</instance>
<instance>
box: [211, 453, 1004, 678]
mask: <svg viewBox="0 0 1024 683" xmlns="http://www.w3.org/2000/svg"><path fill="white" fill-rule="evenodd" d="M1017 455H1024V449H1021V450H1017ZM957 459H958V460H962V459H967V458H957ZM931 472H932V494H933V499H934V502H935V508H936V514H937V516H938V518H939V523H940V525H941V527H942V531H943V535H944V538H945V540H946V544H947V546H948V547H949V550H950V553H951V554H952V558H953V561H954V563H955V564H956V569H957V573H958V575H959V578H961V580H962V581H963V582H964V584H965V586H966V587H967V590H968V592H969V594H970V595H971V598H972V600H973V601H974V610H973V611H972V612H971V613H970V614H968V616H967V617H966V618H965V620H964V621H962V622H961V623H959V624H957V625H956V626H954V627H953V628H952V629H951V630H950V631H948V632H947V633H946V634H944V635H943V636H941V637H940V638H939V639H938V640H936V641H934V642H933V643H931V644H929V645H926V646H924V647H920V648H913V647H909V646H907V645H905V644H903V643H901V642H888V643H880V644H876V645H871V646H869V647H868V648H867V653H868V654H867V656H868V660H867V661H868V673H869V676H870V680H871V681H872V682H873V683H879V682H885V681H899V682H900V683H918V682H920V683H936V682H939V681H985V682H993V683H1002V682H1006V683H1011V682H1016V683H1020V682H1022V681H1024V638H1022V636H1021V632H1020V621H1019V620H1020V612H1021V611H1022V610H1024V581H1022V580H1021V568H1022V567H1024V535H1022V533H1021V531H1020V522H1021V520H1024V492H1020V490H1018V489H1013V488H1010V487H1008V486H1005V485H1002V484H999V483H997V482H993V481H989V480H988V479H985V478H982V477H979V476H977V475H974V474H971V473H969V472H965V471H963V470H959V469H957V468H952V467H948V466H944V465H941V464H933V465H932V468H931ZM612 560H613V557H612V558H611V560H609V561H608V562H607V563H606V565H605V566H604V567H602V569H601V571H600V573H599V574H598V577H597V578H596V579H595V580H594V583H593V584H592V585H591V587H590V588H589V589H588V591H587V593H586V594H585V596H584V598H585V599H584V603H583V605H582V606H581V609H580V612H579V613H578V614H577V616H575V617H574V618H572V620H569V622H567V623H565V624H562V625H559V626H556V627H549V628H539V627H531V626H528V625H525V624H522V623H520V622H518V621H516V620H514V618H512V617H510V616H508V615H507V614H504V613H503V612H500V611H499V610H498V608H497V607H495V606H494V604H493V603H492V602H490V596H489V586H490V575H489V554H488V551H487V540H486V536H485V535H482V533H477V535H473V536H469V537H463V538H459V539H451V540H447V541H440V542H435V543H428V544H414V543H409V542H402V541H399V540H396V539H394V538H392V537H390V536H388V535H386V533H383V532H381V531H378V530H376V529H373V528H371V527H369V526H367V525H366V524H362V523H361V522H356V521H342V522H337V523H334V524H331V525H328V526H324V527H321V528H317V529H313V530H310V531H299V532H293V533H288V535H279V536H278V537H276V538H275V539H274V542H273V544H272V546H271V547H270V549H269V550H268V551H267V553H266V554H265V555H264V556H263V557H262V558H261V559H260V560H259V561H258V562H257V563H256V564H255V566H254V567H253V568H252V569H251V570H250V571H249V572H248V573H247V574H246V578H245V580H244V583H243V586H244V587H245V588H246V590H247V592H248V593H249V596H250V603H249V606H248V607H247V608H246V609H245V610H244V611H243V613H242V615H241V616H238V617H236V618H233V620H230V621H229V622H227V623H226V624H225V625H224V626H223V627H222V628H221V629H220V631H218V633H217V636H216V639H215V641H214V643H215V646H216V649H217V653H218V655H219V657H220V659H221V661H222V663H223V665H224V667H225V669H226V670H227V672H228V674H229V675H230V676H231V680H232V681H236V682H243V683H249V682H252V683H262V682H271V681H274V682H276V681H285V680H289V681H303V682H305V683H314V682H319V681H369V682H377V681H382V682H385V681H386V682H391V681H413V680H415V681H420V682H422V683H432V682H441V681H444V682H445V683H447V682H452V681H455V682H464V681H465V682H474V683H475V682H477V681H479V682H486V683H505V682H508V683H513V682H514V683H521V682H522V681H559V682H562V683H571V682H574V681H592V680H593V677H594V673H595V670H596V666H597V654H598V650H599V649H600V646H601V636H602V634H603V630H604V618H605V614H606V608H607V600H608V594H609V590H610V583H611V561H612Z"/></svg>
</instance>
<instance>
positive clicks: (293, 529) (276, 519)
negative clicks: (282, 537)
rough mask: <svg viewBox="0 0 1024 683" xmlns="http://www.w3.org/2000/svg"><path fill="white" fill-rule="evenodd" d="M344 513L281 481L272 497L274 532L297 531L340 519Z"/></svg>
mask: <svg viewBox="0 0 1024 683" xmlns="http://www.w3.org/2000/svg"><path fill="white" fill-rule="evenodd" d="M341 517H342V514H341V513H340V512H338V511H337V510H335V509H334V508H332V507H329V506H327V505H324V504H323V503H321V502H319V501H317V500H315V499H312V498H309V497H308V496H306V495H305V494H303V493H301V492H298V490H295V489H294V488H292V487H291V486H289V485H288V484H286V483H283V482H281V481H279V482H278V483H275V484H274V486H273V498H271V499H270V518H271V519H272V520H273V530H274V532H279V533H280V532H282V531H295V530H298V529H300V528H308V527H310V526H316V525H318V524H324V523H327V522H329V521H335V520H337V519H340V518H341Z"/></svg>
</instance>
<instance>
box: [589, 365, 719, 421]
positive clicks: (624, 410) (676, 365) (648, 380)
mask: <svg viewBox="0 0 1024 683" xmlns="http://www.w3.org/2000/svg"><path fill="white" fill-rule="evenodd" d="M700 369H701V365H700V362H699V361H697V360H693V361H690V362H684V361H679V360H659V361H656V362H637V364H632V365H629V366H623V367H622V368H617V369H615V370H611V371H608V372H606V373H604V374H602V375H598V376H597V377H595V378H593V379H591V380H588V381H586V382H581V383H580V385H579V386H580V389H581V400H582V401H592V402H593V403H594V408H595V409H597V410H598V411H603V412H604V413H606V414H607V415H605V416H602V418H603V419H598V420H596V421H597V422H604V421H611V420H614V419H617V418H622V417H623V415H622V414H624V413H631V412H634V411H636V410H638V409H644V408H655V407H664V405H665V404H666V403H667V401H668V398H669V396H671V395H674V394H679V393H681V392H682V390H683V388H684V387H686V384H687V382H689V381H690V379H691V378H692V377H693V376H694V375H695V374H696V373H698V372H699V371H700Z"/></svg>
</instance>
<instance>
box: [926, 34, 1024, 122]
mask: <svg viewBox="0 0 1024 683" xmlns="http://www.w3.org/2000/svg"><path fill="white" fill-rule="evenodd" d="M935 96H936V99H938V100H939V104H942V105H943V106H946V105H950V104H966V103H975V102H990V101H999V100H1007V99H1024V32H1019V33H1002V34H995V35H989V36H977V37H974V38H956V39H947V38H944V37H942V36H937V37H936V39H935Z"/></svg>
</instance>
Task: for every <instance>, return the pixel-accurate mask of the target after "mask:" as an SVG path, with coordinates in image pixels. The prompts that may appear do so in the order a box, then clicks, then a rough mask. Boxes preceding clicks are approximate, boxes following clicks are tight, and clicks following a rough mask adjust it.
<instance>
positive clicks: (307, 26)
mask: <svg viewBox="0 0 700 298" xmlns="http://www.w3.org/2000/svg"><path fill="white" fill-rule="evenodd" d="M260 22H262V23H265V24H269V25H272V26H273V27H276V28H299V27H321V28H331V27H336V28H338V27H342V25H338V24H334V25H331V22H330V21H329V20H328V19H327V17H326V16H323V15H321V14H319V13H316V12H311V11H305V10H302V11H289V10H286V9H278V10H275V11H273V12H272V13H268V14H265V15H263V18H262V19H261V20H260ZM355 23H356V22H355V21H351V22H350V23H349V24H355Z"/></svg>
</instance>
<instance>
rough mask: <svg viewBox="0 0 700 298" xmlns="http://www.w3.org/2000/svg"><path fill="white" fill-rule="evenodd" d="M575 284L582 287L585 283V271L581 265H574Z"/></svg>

● ● ●

What is expected: Copy out, in full, each line above that contains the string "positive".

Expected answer:
positive clicks: (293, 529) (276, 519)
positive clicks: (624, 410) (676, 365) (648, 380)
positive clicks: (307, 26)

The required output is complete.